= DIRECTION =
Rewrite the short fiction reviews between "Ife-Iyoku, the Tale" and "from the devastation.", inclusive, swapping "enclave" for "settlement".

= EXCERPTED PASSAGE =
>> Start
Ivory’s Story (extract) by Eugene M Bacon. (PS Publishing, 2020.)1

Ivory, or Izett, has suffered in a series of foster placements, her only stable influence a nun in a Catholic children’s home. This has hardened her. The only SF aspect of the extract here (very well written though it is) was in the opal pendant she wears which burns people who touch it if they are inimical to her.

All I Asked For by Anne Charnock. (Part of the Future Care Capital charity’s Fiction Series, edited by Keith Brooke.)2

An expectant couple spend their evenings counting the movements of Alice, their yet-to-be born baby, on the screen in their living room. Because the mother is forty-six her foetus was transferred to a baby-bag at twenty-two weeks gestation. (“We must do what’s best for the baby.”) Some mothers opt for the procedure but this mother (despite her own telling her that childbirth belongs to the Stone Age) feels disappointment at never having felt her baby kick inside her.
I note here that my own story about artificial wombs (Osmotic Pressure, in The Company He Keeps, PS Publishing, 2010, took a different tack.

Red_Bati (extract) by Dilman Dia. (Dominion: An Anthology of Speculative Fiction from Africa and the African Diaspora)3

The story relates the experiences of a robot dog who thinks he’s human and speaks ony to a holographic granny who walks through a forest. Impressed as a mining dog he has been damaged and faces shut down and total memory loss so is forced to take over the space ship he is on.

Ife-Iyoku, the Tale of Imadeyunuagbon (extract) by Oghenechovwe Donald Ekpeki, (Dominion: An Anthology of Speculative Fiction from Africa and the African Diaspora)4

This is set in a post-nuclear war African enclave, outside which lies corruption and mutation, and where the survivors recount the myths and legends of the god who saved them from the devastation.

In Infinite Tea in the Demara Café by Ida Keogh, (London Centric, NewCon Press) a man who has been stifling the memories of his dead wife for twenty years through simple routine – like a daily cup of coffee in a certain café – suddenly finds himself being transported between parallel worlds, where he finds others who have suffered loss give him new focus.
>> End
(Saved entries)
>> Start
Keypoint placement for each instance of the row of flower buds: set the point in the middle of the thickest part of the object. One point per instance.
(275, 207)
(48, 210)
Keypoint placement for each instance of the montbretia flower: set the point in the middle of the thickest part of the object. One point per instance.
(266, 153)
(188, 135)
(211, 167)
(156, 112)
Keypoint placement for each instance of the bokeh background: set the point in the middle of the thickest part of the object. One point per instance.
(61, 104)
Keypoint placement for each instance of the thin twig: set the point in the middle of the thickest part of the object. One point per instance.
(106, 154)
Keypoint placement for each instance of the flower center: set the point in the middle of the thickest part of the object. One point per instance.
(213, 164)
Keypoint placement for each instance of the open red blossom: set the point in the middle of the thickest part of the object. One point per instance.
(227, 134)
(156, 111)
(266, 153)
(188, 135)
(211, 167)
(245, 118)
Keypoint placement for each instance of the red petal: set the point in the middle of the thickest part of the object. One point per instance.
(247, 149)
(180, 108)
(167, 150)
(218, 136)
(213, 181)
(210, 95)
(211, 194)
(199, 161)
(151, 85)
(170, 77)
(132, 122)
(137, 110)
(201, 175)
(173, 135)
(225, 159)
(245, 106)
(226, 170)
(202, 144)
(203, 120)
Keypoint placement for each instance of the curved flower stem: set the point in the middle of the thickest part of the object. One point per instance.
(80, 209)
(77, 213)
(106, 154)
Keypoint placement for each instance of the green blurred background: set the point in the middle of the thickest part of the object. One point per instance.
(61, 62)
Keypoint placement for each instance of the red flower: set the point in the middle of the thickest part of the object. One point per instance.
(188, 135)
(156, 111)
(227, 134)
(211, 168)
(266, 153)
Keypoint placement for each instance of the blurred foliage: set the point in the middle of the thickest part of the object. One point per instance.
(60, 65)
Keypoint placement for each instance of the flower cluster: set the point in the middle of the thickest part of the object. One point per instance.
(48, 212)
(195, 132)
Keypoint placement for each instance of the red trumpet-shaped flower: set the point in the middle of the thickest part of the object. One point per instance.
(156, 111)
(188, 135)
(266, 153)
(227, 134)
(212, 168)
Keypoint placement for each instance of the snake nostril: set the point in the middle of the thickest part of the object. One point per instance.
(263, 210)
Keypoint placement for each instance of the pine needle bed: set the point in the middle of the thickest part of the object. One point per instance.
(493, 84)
>> End
= SOLVED PROBLEM =
Ife-Iyoku, the Tale of Imadeyunuagbon (extract) by Oghenechovwe Donald Ekpeki, (Dominion: An Anthology of Speculative Fiction from Africa and the African Diaspora)4

This is set in a post-nuclear war African settlement, outside which lies corruption and mutation, and where the survivors recount the myths and legends of the god who saved them from the devastation.